--- Begin Data supplied ---

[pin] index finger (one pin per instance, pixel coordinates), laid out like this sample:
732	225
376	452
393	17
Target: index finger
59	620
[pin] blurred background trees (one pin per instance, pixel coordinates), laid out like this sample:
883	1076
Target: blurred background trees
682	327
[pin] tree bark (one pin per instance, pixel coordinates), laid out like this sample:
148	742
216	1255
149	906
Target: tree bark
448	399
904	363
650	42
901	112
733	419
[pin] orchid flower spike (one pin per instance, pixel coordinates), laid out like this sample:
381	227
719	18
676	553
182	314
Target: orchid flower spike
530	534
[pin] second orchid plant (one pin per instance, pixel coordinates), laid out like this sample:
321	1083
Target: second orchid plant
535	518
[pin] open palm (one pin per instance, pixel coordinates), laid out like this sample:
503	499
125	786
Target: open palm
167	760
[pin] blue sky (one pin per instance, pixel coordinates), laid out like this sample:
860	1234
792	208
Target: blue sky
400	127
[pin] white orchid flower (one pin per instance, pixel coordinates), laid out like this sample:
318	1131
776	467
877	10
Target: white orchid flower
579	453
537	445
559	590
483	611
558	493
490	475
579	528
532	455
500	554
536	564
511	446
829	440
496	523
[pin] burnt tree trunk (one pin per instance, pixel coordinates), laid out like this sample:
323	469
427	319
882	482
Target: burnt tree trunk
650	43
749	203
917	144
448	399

--- End Data supplied ---

(Exercise prompt): Shift every pin coordinate in the answers of the listing above by adding 97 to each number, and rewrite the whole listing with the requests and their format samples left as they are.

(Exercise output):
[pin] index finger (one pin per instance, pixel coordinates), laid out like this sample:
732	225
376	452
393	17
Target: index finger
156	717
[pin] blurred background trees (one pin per instance, pixel coordinates), laid out like this sample:
883	1076
Target: blurred background trees
779	424
[pin] tree bark (one pin per instance, pixel coordinates), laid out like this sample:
148	742
216	1255
149	906
Target: tree bark
545	496
1001	460
747	139
998	209
830	516
[pin] orchid flower spike (one pin per instance, pixel coordinates), laid out like this sample:
381	227
719	18
676	553
182	314
Target: orchid flower spike
627	631
[pin] second orchid plant (one pin per instance, pixel coordinates), laid out like this sample:
321	1083
Target: second orchid plant
632	615
[pin] open palm (one pin per instance, pixel coordinates), laid out like this sample:
503	499
125	786
Target: open palm
264	857
[pin] blue sky (one pin per instance, pixel coordinates), laid out like this sample:
860	1234
792	208
Target: blue sky
497	224
[pin] white orchid flower (one pin per instance, pixel coordinates), laid out like this sample:
318	1131
776	467
877	10
Target: white orchid flower
676	550
634	542
656	687
580	708
655	590
587	572
676	625
629	552
597	651
633	661
608	543
926	537
593	620
[pin] burnt tree trunk (one pin per instance, pixel coordinates), laid out like this sample:
323	469
427	319
882	482
Target: burnt tree trunk
747	140
846	300
1014	241
545	496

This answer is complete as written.